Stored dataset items
=======
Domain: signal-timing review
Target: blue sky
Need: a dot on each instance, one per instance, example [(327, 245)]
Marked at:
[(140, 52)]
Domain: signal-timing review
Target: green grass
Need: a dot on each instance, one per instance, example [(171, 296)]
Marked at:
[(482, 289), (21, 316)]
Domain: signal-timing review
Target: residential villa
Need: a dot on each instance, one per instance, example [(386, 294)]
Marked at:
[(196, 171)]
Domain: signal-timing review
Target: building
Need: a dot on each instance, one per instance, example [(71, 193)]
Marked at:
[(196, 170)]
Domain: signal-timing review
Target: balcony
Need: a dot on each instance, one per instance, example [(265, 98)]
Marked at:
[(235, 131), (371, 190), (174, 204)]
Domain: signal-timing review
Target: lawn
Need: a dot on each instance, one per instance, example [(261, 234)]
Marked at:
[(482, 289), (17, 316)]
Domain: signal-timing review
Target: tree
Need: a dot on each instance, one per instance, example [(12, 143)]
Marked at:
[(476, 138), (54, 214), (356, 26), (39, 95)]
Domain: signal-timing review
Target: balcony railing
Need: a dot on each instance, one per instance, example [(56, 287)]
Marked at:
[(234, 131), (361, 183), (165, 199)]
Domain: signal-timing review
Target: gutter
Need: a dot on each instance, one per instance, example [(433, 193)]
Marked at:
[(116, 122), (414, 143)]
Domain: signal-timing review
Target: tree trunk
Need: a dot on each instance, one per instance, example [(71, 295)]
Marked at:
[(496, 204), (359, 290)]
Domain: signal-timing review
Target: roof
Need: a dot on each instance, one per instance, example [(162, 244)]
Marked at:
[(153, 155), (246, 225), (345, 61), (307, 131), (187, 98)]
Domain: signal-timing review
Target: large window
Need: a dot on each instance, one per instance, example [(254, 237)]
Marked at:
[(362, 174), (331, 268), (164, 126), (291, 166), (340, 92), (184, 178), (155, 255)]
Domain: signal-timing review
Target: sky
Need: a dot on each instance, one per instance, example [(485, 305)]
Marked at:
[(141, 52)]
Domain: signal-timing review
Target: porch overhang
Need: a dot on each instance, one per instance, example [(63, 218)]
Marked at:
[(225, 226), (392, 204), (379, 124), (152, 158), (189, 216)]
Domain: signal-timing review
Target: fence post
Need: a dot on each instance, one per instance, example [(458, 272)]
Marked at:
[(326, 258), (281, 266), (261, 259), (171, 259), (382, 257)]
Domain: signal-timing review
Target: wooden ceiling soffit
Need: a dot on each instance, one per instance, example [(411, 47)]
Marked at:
=======
TASK GOAL — Format all of the records above as a numbered list with one line per item, omitting blank lines.

ANSWER TO THIS TASK —
1. Domain: signal-timing review
2. Target: blue sky
3. Need: a dot on each instance, one per instance, example [(327, 245)]
4. Marked at:
5. [(140, 52)]
6. Domain: signal-timing review
7. Target: green grass
8. Need: a dot on each instance, one per instance, example [(171, 296)]
9. Marked at:
10. [(482, 289), (21, 316)]
11. Domain: signal-timing review
12. Target: residential villa
13. Need: a dot on each instance, one per instance, example [(386, 294)]
14. Marked at:
15. [(196, 171)]
16. Domain: signal-timing review
17. Target: building
18. Need: a dot on each instance, one per instance, example [(71, 193)]
19. Marked at:
20. [(196, 170)]
21. Domain: signal-timing review
22. Target: balcony
23. Need: a dot on each instance, one per instance, example [(265, 98)]
24. Marked at:
25. [(235, 131), (371, 190), (174, 204)]
26. Domain: signal-timing review
27. Target: lawn
28. Need: a dot on each instance, one per instance, example [(261, 234)]
29. Marked at:
30. [(482, 289), (17, 316)]
31. Domain: signal-timing review
32. Target: tree
33. Need: a dot on each instance, one per instance, example [(12, 143)]
34. Marked at:
35. [(476, 138), (54, 214), (356, 26), (39, 95)]
36. Domain: signal-timing review
37. Target: balcony railing
38. Need: a dot on each instance, one per instance, example [(56, 287)]
39. Marked at:
40. [(234, 131), (361, 183), (165, 199)]
41. Domain: signal-timing review
42. Target: gutter
43. Need: a dot on each instance, one per instance, example [(433, 193)]
44. Marked at:
45. [(116, 122), (414, 143)]
46. Domain: signal-timing review
47. Target: tree trunk
48. Need: a dot on each instance, one per instance, example [(71, 295)]
49. Marked at:
50. [(496, 204), (359, 290)]
51. Domain: signal-timing review
52. Target: roof
53. Need: a dot on each instance, one per instance, example [(162, 244)]
54. Marked at:
55. [(153, 155), (246, 225), (345, 61), (307, 131), (187, 98)]
56. Domain: signal-timing review
57. Target: large window
58. Need: a dot on each instance, one per instance, example [(254, 237)]
59. Marked at:
60. [(362, 174), (331, 268), (164, 126), (291, 166), (340, 92), (184, 178), (155, 255)]
61. Domain: signal-timing review
62. Target: sky
63. Need: a dot on each instance, one per instance, example [(485, 305)]
64. Marked at:
65. [(141, 52)]
66. Domain: signal-timing review
67. Target: porch overhang
68. Need: a dot on each instance, one per instance, example [(63, 218)]
69. Marked at:
70. [(225, 226), (392, 204), (379, 124), (152, 158), (189, 216)]
71. Domain: signal-timing review
72. Target: fence post
73. Need: a dot on each instance, one per instance, example [(458, 272)]
74. Marked at:
75. [(326, 258), (281, 266), (261, 259), (171, 259), (382, 257)]
76. Domain: signal-timing review
77. Target: wooden ceiling soffit
78. Need: a dot on each instance, one per instance, example [(411, 47)]
79. Marked at:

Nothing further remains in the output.